Cancer du sein : “L’autopalpation des seins n’a pas fait ses preuves” entre 25 et 75 ans
Au vu des dernières données scientifiques, la pratique fréquente de cet auto-examen n’est pas conseillée. Selon le Pr Vincent Lavoué, chef du service de gynécologie du CHU de Rennes, les autres moyens de dépistage du cancer du sein sont à privilégier.
L’autopalpation des seins consiste à examiner soi-même ses seins et ses aisselles, généralement chaque mois après les règles. Souvent recommandée aux femmes afin de détecter des modifications qui pourraient orienter vers un cancer, l’efficacité de cette approche dans les stratégies de dépistage n’a pourtant jamais été évaluée en France. La Commission de sénologie du Collège national des gynécologues et obstétriciens français (CNGOF) s’est récemment penchée sur cette question. Et actualise les recommandations.
Pourquoi l’autopalpation des seins n’est-elle pas recommandée aux femmes de moins de 75 ans ?

# # # # # # #

## Votre tâche
Récrivez, s'il vous plaît, le passage de l'extrait allant de « L’autopalpation des seins consiste » jusqu'à « de 75 ans ? », en remplaçant « généralement » par « habituellement ». Appuyez-vous uniquement sur l'extrait.

## Données de pointage ancrées dans l'image

# # # # # # #

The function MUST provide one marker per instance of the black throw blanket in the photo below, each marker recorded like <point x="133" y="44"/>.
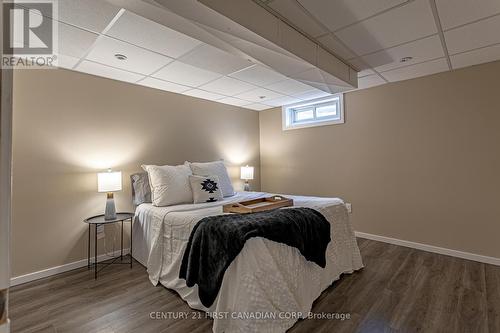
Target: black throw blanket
<point x="216" y="241"/>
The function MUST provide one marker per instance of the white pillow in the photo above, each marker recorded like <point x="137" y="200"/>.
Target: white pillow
<point x="216" y="169"/>
<point x="169" y="184"/>
<point x="205" y="189"/>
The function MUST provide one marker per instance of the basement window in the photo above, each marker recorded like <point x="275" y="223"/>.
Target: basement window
<point x="318" y="112"/>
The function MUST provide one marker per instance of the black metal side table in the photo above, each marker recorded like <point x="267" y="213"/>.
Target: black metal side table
<point x="98" y="221"/>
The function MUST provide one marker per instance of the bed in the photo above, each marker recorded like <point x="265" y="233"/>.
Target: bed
<point x="268" y="286"/>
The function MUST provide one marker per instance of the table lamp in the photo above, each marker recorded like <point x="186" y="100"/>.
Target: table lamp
<point x="109" y="182"/>
<point x="246" y="175"/>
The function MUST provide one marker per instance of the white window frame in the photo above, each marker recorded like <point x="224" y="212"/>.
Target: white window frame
<point x="289" y="112"/>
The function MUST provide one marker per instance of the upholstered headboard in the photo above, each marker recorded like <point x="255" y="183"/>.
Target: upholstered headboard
<point x="141" y="191"/>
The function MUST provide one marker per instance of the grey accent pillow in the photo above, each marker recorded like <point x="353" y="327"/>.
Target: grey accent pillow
<point x="214" y="169"/>
<point x="205" y="189"/>
<point x="141" y="191"/>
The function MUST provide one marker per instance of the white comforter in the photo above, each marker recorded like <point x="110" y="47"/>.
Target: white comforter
<point x="266" y="277"/>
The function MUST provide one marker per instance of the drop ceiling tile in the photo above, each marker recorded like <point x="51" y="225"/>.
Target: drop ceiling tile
<point x="287" y="100"/>
<point x="421" y="50"/>
<point x="336" y="14"/>
<point x="204" y="94"/>
<point x="283" y="63"/>
<point x="289" y="87"/>
<point x="370" y="81"/>
<point x="257" y="106"/>
<point x="108" y="72"/>
<point x="453" y="13"/>
<point x="403" y="24"/>
<point x="410" y="72"/>
<point x="473" y="36"/>
<point x="64" y="61"/>
<point x="258" y="75"/>
<point x="365" y="72"/>
<point x="311" y="94"/>
<point x="336" y="47"/>
<point x="292" y="11"/>
<point x="138" y="60"/>
<point x="215" y="60"/>
<point x="258" y="95"/>
<point x="227" y="86"/>
<point x="93" y="15"/>
<point x="163" y="85"/>
<point x="74" y="42"/>
<point x="233" y="101"/>
<point x="184" y="74"/>
<point x="358" y="64"/>
<point x="479" y="56"/>
<point x="142" y="32"/>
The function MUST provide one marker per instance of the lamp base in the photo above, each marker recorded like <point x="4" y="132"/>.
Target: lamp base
<point x="110" y="211"/>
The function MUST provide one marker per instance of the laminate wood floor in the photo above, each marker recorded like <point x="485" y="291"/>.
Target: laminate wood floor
<point x="399" y="290"/>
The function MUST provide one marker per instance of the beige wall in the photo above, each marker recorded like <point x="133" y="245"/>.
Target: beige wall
<point x="68" y="126"/>
<point x="419" y="160"/>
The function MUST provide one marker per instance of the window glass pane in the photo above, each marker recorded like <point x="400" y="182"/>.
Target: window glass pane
<point x="327" y="111"/>
<point x="304" y="114"/>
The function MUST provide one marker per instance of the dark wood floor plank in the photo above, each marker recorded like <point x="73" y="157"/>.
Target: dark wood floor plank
<point x="492" y="277"/>
<point x="399" y="290"/>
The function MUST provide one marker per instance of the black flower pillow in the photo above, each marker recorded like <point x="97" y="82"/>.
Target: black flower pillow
<point x="205" y="188"/>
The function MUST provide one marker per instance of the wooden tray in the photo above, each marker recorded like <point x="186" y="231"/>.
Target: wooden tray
<point x="258" y="205"/>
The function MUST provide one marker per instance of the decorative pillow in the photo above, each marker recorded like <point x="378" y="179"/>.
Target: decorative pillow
<point x="169" y="184"/>
<point x="141" y="191"/>
<point x="216" y="169"/>
<point x="205" y="189"/>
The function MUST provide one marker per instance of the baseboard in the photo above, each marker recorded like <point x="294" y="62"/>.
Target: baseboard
<point x="5" y="327"/>
<point x="431" y="248"/>
<point x="60" y="269"/>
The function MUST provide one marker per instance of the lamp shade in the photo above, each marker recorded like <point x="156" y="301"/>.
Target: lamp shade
<point x="247" y="173"/>
<point x="110" y="181"/>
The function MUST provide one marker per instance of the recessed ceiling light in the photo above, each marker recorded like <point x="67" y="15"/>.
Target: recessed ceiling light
<point x="120" y="56"/>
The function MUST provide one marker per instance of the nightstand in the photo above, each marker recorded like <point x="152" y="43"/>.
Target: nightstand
<point x="99" y="220"/>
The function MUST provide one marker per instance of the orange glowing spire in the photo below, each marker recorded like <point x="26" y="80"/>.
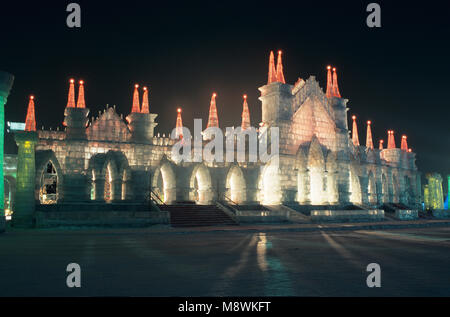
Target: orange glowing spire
<point x="245" y="115"/>
<point x="355" y="137"/>
<point x="335" y="92"/>
<point x="329" y="83"/>
<point x="136" y="107"/>
<point x="391" y="140"/>
<point x="71" y="99"/>
<point x="145" y="107"/>
<point x="369" y="142"/>
<point x="404" y="145"/>
<point x="81" y="102"/>
<point x="179" y="126"/>
<point x="272" y="70"/>
<point x="30" y="121"/>
<point x="213" y="120"/>
<point x="280" y="75"/>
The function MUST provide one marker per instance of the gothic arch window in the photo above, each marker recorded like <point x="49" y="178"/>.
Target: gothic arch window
<point x="48" y="191"/>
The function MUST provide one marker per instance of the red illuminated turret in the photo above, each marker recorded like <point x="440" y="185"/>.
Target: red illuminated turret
<point x="280" y="75"/>
<point x="329" y="83"/>
<point x="30" y="121"/>
<point x="71" y="98"/>
<point x="179" y="126"/>
<point x="335" y="92"/>
<point x="391" y="140"/>
<point x="136" y="107"/>
<point x="81" y="102"/>
<point x="355" y="137"/>
<point x="213" y="120"/>
<point x="404" y="145"/>
<point x="245" y="115"/>
<point x="145" y="106"/>
<point x="272" y="71"/>
<point x="369" y="142"/>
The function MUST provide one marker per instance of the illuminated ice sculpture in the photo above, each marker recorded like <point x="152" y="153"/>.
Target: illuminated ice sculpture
<point x="6" y="82"/>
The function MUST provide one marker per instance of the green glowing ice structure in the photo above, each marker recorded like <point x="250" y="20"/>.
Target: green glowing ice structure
<point x="433" y="194"/>
<point x="6" y="82"/>
<point x="26" y="170"/>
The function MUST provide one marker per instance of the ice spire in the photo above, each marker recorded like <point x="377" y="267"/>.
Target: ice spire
<point x="145" y="107"/>
<point x="335" y="92"/>
<point x="213" y="120"/>
<point x="245" y="115"/>
<point x="369" y="142"/>
<point x="404" y="145"/>
<point x="329" y="83"/>
<point x="136" y="107"/>
<point x="71" y="98"/>
<point x="179" y="126"/>
<point x="30" y="121"/>
<point x="81" y="102"/>
<point x="272" y="70"/>
<point x="391" y="140"/>
<point x="280" y="75"/>
<point x="355" y="137"/>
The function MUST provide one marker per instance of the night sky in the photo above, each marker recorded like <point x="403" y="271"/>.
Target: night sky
<point x="397" y="76"/>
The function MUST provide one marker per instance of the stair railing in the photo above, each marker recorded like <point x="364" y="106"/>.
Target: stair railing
<point x="230" y="200"/>
<point x="156" y="198"/>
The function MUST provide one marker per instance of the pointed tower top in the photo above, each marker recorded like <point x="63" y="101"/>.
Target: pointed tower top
<point x="71" y="98"/>
<point x="404" y="145"/>
<point x="81" y="102"/>
<point x="179" y="125"/>
<point x="30" y="121"/>
<point x="391" y="140"/>
<point x="245" y="115"/>
<point x="145" y="106"/>
<point x="280" y="74"/>
<point x="136" y="107"/>
<point x="272" y="71"/>
<point x="369" y="142"/>
<point x="355" y="137"/>
<point x="335" y="91"/>
<point x="329" y="83"/>
<point x="213" y="120"/>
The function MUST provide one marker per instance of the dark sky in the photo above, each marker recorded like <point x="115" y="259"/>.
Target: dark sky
<point x="397" y="76"/>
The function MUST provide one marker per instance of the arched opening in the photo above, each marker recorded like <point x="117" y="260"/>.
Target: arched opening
<point x="394" y="188"/>
<point x="201" y="185"/>
<point x="372" y="189"/>
<point x="159" y="187"/>
<point x="271" y="189"/>
<point x="355" y="188"/>
<point x="9" y="189"/>
<point x="235" y="184"/>
<point x="384" y="188"/>
<point x="317" y="175"/>
<point x="164" y="183"/>
<point x="48" y="189"/>
<point x="124" y="184"/>
<point x="409" y="192"/>
<point x="108" y="193"/>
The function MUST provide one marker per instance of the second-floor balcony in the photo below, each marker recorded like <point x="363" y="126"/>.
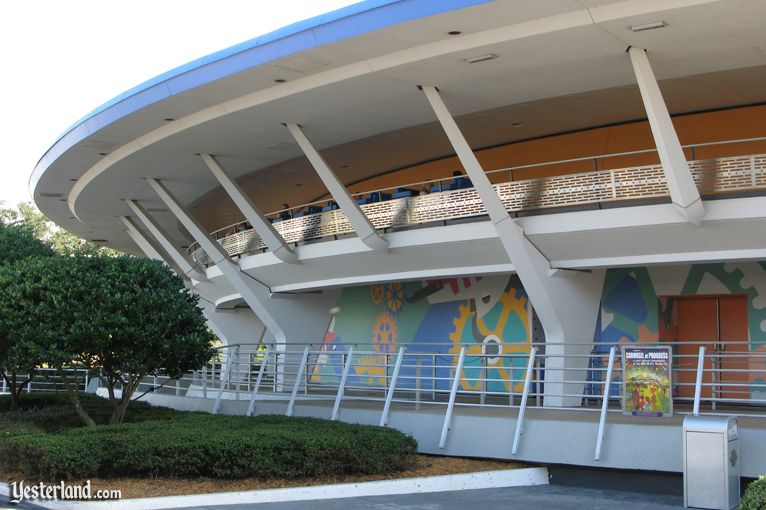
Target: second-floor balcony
<point x="450" y="199"/>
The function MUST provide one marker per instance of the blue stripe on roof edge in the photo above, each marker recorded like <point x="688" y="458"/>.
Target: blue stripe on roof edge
<point x="360" y="18"/>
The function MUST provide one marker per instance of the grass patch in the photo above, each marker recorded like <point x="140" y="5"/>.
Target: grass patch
<point x="162" y="442"/>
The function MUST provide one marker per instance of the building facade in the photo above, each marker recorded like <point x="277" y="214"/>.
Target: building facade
<point x="452" y="218"/>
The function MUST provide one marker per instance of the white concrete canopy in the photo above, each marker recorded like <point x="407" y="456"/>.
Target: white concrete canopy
<point x="254" y="215"/>
<point x="359" y="221"/>
<point x="163" y="239"/>
<point x="360" y="84"/>
<point x="565" y="301"/>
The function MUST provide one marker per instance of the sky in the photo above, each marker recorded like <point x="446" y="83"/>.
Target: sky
<point x="62" y="59"/>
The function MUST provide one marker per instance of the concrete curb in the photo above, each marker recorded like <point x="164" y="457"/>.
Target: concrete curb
<point x="463" y="481"/>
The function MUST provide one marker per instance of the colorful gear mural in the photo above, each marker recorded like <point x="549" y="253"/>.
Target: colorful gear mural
<point x="385" y="333"/>
<point x="394" y="297"/>
<point x="506" y="328"/>
<point x="377" y="292"/>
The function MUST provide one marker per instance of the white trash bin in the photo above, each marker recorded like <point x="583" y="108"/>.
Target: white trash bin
<point x="711" y="462"/>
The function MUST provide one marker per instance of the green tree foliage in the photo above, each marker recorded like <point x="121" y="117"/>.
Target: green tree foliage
<point x="17" y="361"/>
<point x="123" y="316"/>
<point x="754" y="497"/>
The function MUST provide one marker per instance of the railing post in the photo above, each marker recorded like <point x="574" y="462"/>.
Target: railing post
<point x="698" y="383"/>
<point x="523" y="406"/>
<point x="753" y="178"/>
<point x="298" y="376"/>
<point x="483" y="380"/>
<point x="392" y="388"/>
<point x="254" y="394"/>
<point x="342" y="385"/>
<point x="204" y="381"/>
<point x="452" y="395"/>
<point x="433" y="378"/>
<point x="604" y="404"/>
<point x="232" y="354"/>
<point x="418" y="372"/>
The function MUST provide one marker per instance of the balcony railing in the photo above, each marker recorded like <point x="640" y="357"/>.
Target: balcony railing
<point x="451" y="376"/>
<point x="639" y="183"/>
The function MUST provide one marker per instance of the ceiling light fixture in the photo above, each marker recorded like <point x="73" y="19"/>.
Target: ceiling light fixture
<point x="648" y="26"/>
<point x="481" y="58"/>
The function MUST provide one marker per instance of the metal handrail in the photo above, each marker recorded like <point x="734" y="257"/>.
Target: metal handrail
<point x="419" y="378"/>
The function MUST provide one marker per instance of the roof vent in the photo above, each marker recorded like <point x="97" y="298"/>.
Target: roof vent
<point x="648" y="26"/>
<point x="481" y="58"/>
<point x="280" y="146"/>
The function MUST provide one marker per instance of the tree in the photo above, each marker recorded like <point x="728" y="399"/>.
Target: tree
<point x="17" y="242"/>
<point x="123" y="316"/>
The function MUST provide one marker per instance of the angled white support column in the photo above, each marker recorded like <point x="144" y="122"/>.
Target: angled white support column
<point x="351" y="209"/>
<point x="566" y="302"/>
<point x="252" y="291"/>
<point x="683" y="190"/>
<point x="164" y="241"/>
<point x="262" y="226"/>
<point x="146" y="245"/>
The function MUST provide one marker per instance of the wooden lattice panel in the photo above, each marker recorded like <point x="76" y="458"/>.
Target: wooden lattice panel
<point x="721" y="175"/>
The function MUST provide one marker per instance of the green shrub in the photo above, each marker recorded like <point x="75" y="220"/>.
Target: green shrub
<point x="53" y="412"/>
<point x="754" y="497"/>
<point x="201" y="445"/>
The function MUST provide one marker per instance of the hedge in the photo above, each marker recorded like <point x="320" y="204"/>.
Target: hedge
<point x="53" y="412"/>
<point x="197" y="445"/>
<point x="754" y="497"/>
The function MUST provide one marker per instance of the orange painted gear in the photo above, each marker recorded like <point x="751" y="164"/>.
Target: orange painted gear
<point x="394" y="297"/>
<point x="385" y="334"/>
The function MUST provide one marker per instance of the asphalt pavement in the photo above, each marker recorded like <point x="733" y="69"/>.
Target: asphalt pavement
<point x="543" y="497"/>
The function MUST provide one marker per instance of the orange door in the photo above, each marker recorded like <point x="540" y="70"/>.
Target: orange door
<point x="720" y="324"/>
<point x="733" y="348"/>
<point x="697" y="326"/>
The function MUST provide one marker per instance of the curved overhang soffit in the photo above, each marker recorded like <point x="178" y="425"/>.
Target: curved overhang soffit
<point x="570" y="20"/>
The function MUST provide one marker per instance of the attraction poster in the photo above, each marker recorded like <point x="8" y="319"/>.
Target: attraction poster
<point x="647" y="381"/>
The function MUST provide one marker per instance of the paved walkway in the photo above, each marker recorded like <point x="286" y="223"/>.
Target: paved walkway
<point x="543" y="497"/>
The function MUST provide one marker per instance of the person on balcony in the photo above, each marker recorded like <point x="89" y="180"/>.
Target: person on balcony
<point x="285" y="214"/>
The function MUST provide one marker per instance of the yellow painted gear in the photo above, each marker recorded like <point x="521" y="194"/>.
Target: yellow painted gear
<point x="509" y="305"/>
<point x="377" y="292"/>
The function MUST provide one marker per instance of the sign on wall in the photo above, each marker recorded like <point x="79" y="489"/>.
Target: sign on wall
<point x="647" y="385"/>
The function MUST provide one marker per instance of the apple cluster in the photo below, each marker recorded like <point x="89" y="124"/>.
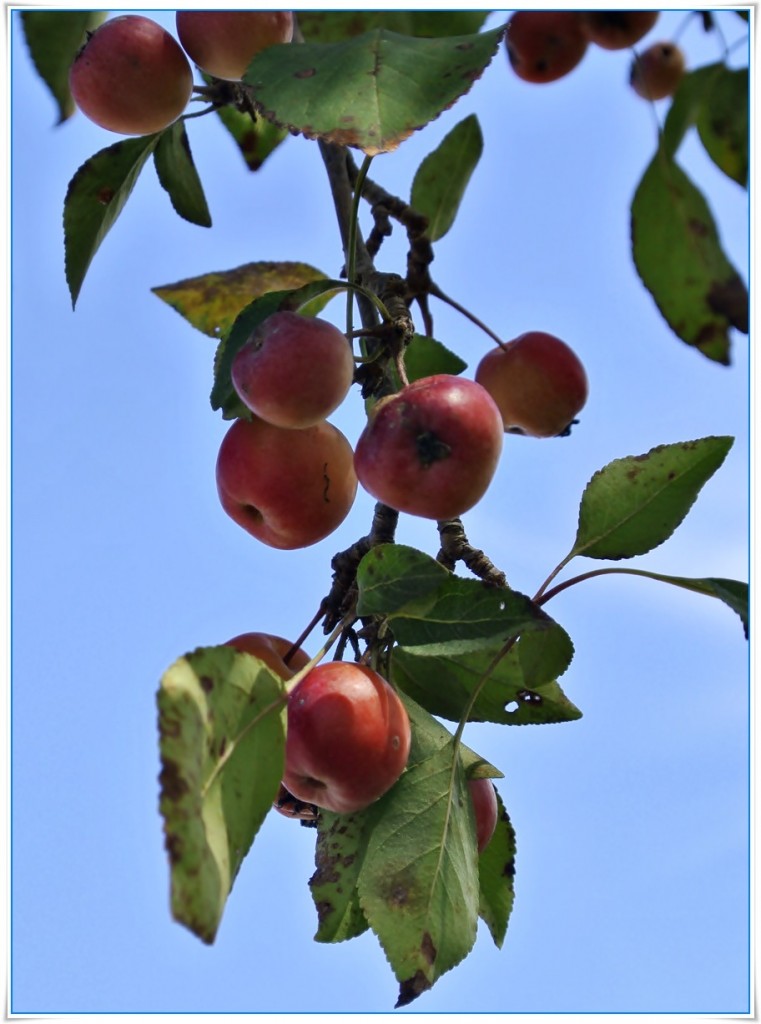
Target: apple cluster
<point x="290" y="477"/>
<point x="133" y="78"/>
<point x="347" y="738"/>
<point x="545" y="45"/>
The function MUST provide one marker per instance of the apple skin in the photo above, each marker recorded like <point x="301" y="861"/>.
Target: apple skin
<point x="657" y="72"/>
<point x="485" y="809"/>
<point x="544" y="45"/>
<point x="538" y="382"/>
<point x="271" y="650"/>
<point x="294" y="371"/>
<point x="289" y="488"/>
<point x="617" y="30"/>
<point x="223" y="42"/>
<point x="131" y="77"/>
<point x="431" y="449"/>
<point x="347" y="739"/>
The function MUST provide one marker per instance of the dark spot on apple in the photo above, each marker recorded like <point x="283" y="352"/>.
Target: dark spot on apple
<point x="431" y="449"/>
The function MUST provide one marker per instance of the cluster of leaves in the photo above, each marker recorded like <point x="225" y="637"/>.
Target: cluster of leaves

# # # # # # #

## Corrigé
L’autopalpation des seins consiste à examiner soi-même ses seins et ses aisselles, habituellement chaque mois après les règles. Souvent recommandée aux femmes afin de détecter des modifications qui pourraient orienter vers un cancer, l’efficacité de cette approche dans les stratégies de dépistage n’a pourtant jamais été évaluée en France. La Commission de sénologie du Collège national des gynécologues et obstétriciens français (CNGOF) s’est récemment penchée sur cette question. Et actualise les recommandations.
Pourquoi l’autopalpation des seins n’est-elle pas recommandée aux femmes de moins de 75 ans ?